__Task list__:
1. Can you write out the part of the processor architecture passage that opens with "At 100MHz, the" and closes with "each byte instruction.", substituting "main processing unit" for "microprocessing unit"?
2. Could you proceed with the processor architecture passage from the point where it stops?

__Extract to read__:
----
Instructions are in bytes, consisting of 4 bit op code and 4 bit data (usually a 16 byte offset into the workspace), but prefix instructions can load extra data for an instruction which follows, 4 bits at a time. Less frequent instructions can be encoded with 2 (such as process start, message I/O) or more bytes (CRC calculations, floating point operations, 2D block copies and scheduler queue management). The stack architecture makes instructions very compact, but executing one instruction byte per clock can be slow for multibyte instructions, so the T-9000 has a grouper which gathers instruction bytes (up to eight) into a single CISC-type instruction then sent into the 5 stage pipeline (fetching four per cycle, grouping up to 8 if slow earlier instructions allow it to catch up). For example, two concurrent memory loads (simple or indexed), a stack/ALU operation and a store (a[i] = b[2] + c[3]) can be grouped.
The T-9000 contains 4 main internal units, the CPU, the VCP (handling the individual links of the previous chips, which needed software for communication), the PMI, which manages memory, and the Scheduler.
This processor is ideal for a model of parallel processing known as systolic arrays (a pipeline is a simple example). Even larger networks can be created with the C104 crossbar switch, which can connect 32 transputers or other C104 switches into a network hundreds of thousands of processors large. The C104 acts like a instant switch, not a network node, so the message is passed through, not stored. Communication can be at close to the speed of direct memory access.
Like the many CPUs, the Transputers can adapt to a 64, 32, 16, or 8 bit bus. They can also feed off a 5 MHz clock, generating their own internal clock (up to 50MHz for the T-9000) from this signal, and contain internal RAM, making them good for high performance embedded applications.
Unfortunately excessive delays in the T-9000 design (partly because of the stack based design) left it uncompetitive with other CPUs (roughly 36 MIPS at 50 MHz). The T-4xx and T-8xx architecture still exist in the SGS-Thomson ST20 microcore family. SGS-Thomson and Hotachi teamed up for a successor based on the Hitachi SH-4, named ST50 by SGS-Thomson and SH-5 by Hitachi.
At 100MHz, the microprocessing unit (MPU) executes about one instruction per cycle, without normal instruction/data caches. Byte instructions are loaded in groups of four (32 bits), and executed sequentially. The problem of loading constants is handled in a unique way. The 68000 and PDP-11 could load a constant stored in program memory following the current instruction, and the Hitachi SH uses a similar PC-relative mode to load constants. Processors like the Mips R3000 load half a constant at a time using two instructions. Transputers always contain 4 bits of data and 4 bits of op code in each byte instruction.
The ShBoom loads single bytes of data from the rightmost bytes of the current instruction group, and words from program memory following the current group. For example, a load byte instruction could be in position one, two or three from the left, the data would always be in the fourth (rightmost) byte. Four consecutive load word instructions would be grouped together, and the constants taken fromthe four 32 bit words following the group. This ensures data alignment without extra circuitry (but may get in the way in the future, such as for 64 bit versions).
----
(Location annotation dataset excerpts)
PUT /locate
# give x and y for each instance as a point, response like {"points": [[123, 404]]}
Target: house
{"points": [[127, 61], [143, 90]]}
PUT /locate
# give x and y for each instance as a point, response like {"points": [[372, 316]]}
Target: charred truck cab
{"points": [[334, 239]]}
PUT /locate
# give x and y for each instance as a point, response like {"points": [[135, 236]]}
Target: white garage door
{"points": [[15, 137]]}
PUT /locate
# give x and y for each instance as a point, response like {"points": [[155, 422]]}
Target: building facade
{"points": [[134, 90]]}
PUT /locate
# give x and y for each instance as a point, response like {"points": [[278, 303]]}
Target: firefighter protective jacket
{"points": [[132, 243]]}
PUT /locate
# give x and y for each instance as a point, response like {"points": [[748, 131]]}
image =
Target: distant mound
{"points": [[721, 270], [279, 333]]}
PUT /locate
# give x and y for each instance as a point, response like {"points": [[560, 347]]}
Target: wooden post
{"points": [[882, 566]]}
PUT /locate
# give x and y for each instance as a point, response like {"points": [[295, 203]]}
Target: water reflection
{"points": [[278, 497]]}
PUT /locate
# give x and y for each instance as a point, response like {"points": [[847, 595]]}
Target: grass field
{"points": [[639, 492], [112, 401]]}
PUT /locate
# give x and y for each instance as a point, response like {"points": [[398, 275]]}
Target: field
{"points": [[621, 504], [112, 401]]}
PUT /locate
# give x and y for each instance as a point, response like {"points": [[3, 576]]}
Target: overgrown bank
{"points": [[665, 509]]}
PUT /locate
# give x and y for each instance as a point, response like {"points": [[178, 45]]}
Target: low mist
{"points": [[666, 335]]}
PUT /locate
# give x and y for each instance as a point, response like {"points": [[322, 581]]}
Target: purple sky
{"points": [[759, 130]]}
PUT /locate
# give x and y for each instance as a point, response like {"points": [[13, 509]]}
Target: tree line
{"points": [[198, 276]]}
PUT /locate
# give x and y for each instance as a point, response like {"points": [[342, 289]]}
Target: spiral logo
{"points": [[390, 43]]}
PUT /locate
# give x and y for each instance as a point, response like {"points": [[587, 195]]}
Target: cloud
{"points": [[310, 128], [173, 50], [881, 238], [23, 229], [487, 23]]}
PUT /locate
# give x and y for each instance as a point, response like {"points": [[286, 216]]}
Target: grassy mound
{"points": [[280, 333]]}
----
__Answers to the problems__:
1.
At 100MHz, the main processing unit (MPU) executes about one instruction per cycle, without normal instruction/data caches. Byte instructions are loaded in groups of four (32 bits), and executed sequentially. The problem of loading constants is handled in a unique way. The 68000 and PDP-11 could load a constant stored in program memory following the current instruction, and the Hitachi SH uses a similar PC-relative mode to load constants. Processors like the Mips R3000 load half a constant at a time using two instructions. Transputers always contain 4 bits of data and 4 bits of op code in each byte instruction.

2.
There are sixteen 32 bit global registers (g0 to g15), a sixteen register local stack (r0 to r14 can be used as a stack frame (R15 is not user visible), or as a Forth return stack), and an eighteen element operand stack (s0 to s17, accessed only by data stack operations) - the stacks automatically spill and refill to and from memory, s0 and r0 can also be used as index registers, g0 is used for multiply and divide instructions. There's also an extra index register x, a loop counter ct, and a mode register (like a CC or PSW register).
The CPU also contains an I/O coprocessor on chip for simultanious I/O (much more advanced than the I/O buffer register of the M17, but the same idea), which communicates with the MPU via the global data registers. It's a simple, independent unit which executes small data transfer programs until I/O is complete. There are also a programmable memory interface, 8 channel DMA controller, and interrupt controller.
The ShBoom architecture is a very innovative and elegant attempt at combining stack and register oriented architectures, with emphasis on the stack operation simplicity. It would give Java a good home.
The picoJava I (early 1997) is a stack oriented CPU core like the JVM, with a 64 entry stack cache (similar to the Patriot Scientific ShBoom PSC1000), but there are interesting differences between it and Forth-style stack CPUs. Java only uses a single stack (like many languages such as C, which the AT&T Hobbit and AMD 29K were designed to support) and the picoJava CPU enhances performance with a 'dribbler' unit which constantly updates a complete copy of the stack cache in memory, without affecting other CPU operations (similar to a write-back cache), so stack frames can be added without waiting for a stack frame to be stored. Some Java instructions are complex, so the CPU has microcoded instructions, and a 4 stage pipeline (fetch, decode, execute/cache, stack writeback). Finally, picoJava groups (or 'folds') load and stack operations together, executing both at once (treating the top of stack as an accumulator) (this is a much simpler version of instruction grouping tried in the Transputer T-9000), This usually eliminates 60% of stack operation inefficiency. Seldom used instructions aren't implemented, but are emulated using trap handlers.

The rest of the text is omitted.